PROVIDED TEXT —
[BEGIN]

Mixture of hierarchical model

Hello,

the data I am trying to model is composed of behavioural scores from 20 subjects. For each subject, we collected approximately 15 trials before treatment and 15 trials after treatment. In the following image, each dot represents the average score of each subject:
image
Unfortunately, the data are proprietary and can’t be shared, but I will try my best to characterise the problem.

As you can see, subjects with a pre-treatment score above 0.011 have a negative slope (let’s call this “decreasing group”), while subjects below that threshold have a positive slope (let’s call this “increasing group”).

I have successfully modelled the data using a hierarchical model with a varying intercept and slope model:
https://docs.pymc.io/notebooks/multilevel_modeling.html

However, I would like to have a model that automatically clusters subjects in the groups mentioned above (i.e. decreasing/increasing).

For this purpose I am trying to fit a “mixture of hierarchical models” to this data:

k=2
# observed: vector of observations
# x_time: for each observation 0 for pre-treatment, 1 for post-treatment
# subjects: for each observation contains the subject ID
with Model() as model:
    # cluster sizes
    p = pm.Dirichlet('p', np.ones(k))
    # ensure all clusters have some points
    p_min_potential = pm.Potential('p_min_potential', tt.switch(tt.min(p) < .1, -np.inf, 0))

    # latent cluster of each subject
    category = pm.Categorical('category',
                              p=p,
                              shape=n_sbj)

    # Priors
    mu_a = Normal('mu_a', mu=0., sd=1e5,shape=k)
    sigma_a = HalfCauchy('sigma_a', 5)
    mu_b = Normal('mu_b', mu=0., sd=1e5,shape=k)
    sigma_b = HalfCauchy('sigma_b', 5)

    # Intercepts ntercepts
    a = Normal('a', mu=mu_a[category], sd=sigma_a, shape=n_sbj)

    # Slopes 
    b = pm.Normal('b',mu=mu_b[category],sd=sigma_b,shape=n_sbj)

    # Model error
    sd_y = HalfCauchy('sd_y', 5)

    # Expected value
    y_hat = a[subjects] + b[subjects] * x_time

    # Data likelihood
    y_like = Normal('y_like', mu=y_hat, sd=sd_y, observed=observed)

[END]

SHORT TASK 1 — Reproduce the rows below line for line, leaving out the picture.

GIVEN DATA —

[BEGIN]

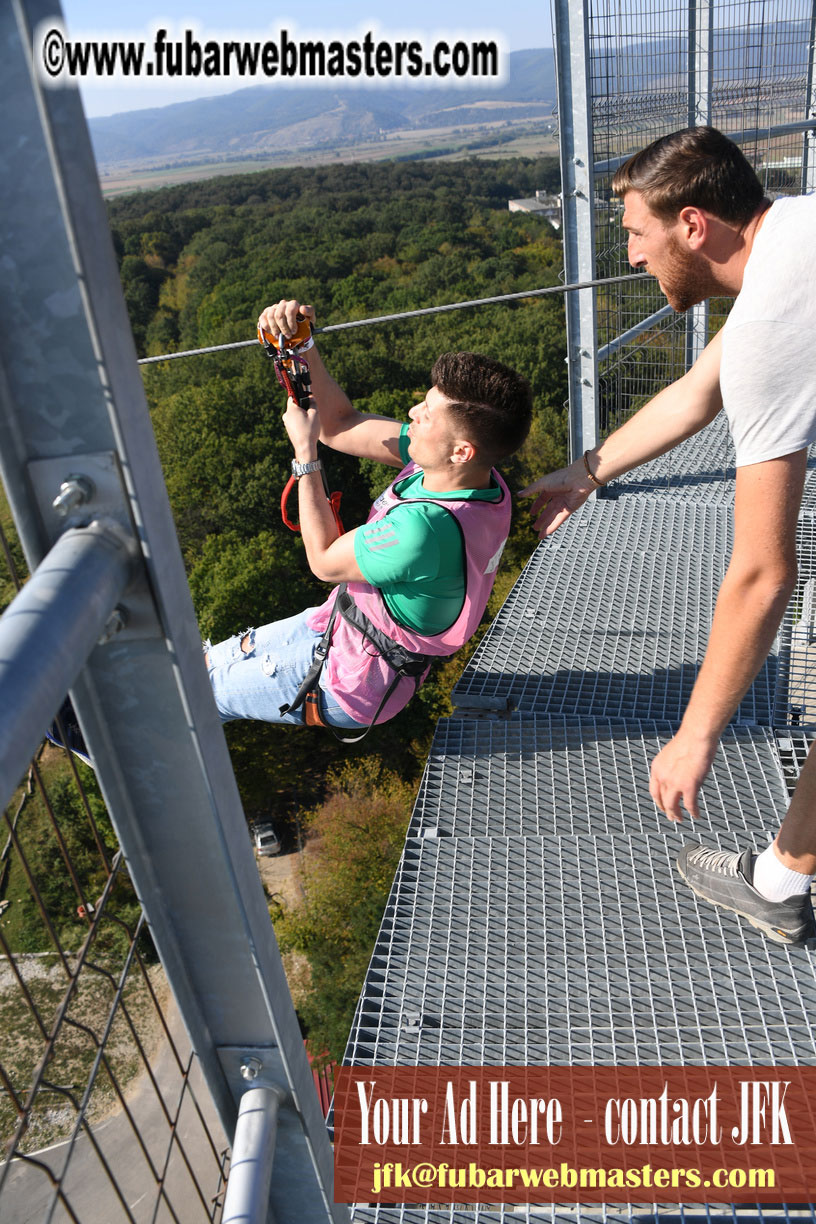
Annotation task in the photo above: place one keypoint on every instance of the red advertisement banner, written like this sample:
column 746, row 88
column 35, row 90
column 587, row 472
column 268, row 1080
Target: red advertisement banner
column 575, row 1135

[END]

SHORT TASK 2 — In the forum post on mixtures of hierarchical models, what pre-treatment score separates the decreasing group from the increasing group?

EXERCISE RESULT 1 —
Annotation task in the photo above: place one keypoint on every instance of the red advertisement banner, written like this sample:
column 746, row 88
column 35, row 90
column 587, row 472
column 268, row 1080
Target: red advertisement banner
column 575, row 1135

EXERCISE RESULT 2 — 0.011